(Source records)
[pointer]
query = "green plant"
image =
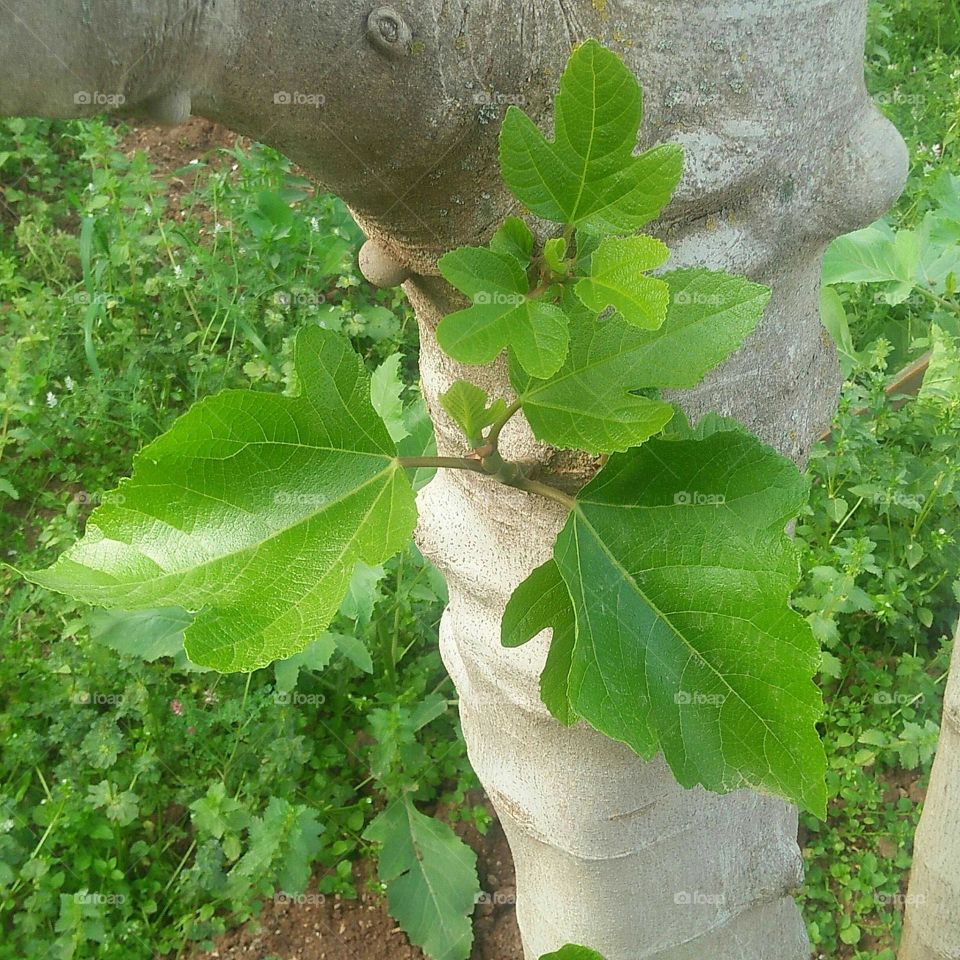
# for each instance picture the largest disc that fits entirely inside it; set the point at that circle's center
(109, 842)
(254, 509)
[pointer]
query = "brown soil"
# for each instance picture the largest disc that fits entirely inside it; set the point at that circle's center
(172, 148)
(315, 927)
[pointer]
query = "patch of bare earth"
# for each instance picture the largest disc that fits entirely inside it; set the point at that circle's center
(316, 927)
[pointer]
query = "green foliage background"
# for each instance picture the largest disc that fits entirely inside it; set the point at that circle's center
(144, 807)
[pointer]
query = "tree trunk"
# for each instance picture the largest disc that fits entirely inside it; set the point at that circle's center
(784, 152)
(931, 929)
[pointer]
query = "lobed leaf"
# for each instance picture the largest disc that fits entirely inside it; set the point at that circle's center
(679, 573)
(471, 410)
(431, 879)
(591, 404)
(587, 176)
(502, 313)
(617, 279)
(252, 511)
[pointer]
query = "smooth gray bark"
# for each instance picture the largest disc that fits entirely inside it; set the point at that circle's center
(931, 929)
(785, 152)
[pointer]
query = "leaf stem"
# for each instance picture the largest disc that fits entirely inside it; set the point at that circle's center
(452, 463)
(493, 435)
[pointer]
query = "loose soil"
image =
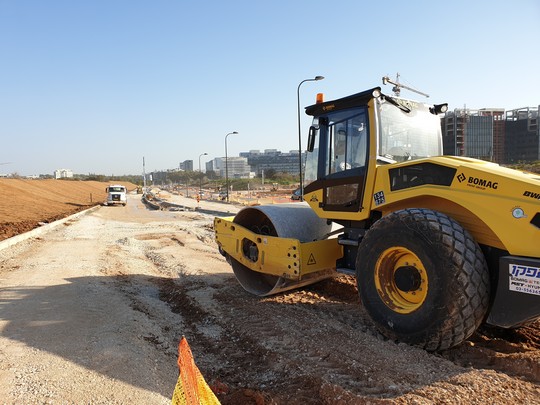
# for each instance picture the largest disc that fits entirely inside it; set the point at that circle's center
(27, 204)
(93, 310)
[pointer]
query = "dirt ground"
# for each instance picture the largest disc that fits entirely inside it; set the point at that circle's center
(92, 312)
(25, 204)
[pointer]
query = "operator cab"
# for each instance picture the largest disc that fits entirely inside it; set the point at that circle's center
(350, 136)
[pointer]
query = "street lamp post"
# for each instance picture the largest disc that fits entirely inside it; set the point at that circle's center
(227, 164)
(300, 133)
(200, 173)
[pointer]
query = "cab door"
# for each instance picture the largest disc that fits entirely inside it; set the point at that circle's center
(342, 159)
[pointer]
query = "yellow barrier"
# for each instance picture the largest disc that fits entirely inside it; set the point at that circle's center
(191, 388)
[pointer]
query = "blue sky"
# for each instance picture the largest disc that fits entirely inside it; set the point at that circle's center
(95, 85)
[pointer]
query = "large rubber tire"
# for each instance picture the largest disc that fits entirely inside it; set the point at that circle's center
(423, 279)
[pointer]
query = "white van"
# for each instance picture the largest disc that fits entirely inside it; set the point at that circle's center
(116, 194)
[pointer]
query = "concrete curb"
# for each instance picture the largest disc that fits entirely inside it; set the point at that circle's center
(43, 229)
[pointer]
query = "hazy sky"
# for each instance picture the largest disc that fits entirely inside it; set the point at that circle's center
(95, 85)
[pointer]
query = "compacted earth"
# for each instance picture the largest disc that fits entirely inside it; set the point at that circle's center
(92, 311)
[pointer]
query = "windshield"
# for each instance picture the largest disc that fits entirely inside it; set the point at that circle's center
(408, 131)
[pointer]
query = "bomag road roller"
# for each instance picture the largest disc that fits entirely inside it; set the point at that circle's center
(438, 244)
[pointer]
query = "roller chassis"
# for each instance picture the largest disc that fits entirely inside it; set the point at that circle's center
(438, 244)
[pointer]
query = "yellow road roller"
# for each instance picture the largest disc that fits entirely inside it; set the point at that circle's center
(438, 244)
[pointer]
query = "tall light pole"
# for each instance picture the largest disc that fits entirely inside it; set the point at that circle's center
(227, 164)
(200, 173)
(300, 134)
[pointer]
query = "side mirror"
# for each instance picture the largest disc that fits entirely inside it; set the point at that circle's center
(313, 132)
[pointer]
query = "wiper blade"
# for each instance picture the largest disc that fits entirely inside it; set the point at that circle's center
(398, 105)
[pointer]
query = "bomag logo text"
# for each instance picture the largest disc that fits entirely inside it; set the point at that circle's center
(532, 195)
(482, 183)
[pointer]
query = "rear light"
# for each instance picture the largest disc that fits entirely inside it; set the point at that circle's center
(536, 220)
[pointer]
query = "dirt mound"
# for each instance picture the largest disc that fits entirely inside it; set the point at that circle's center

◆ **What to do**: List every line in the records above that contains the word "yellow".

◆ **Solved problem**:
query = "yellow barrier"
query = "yellow road roller"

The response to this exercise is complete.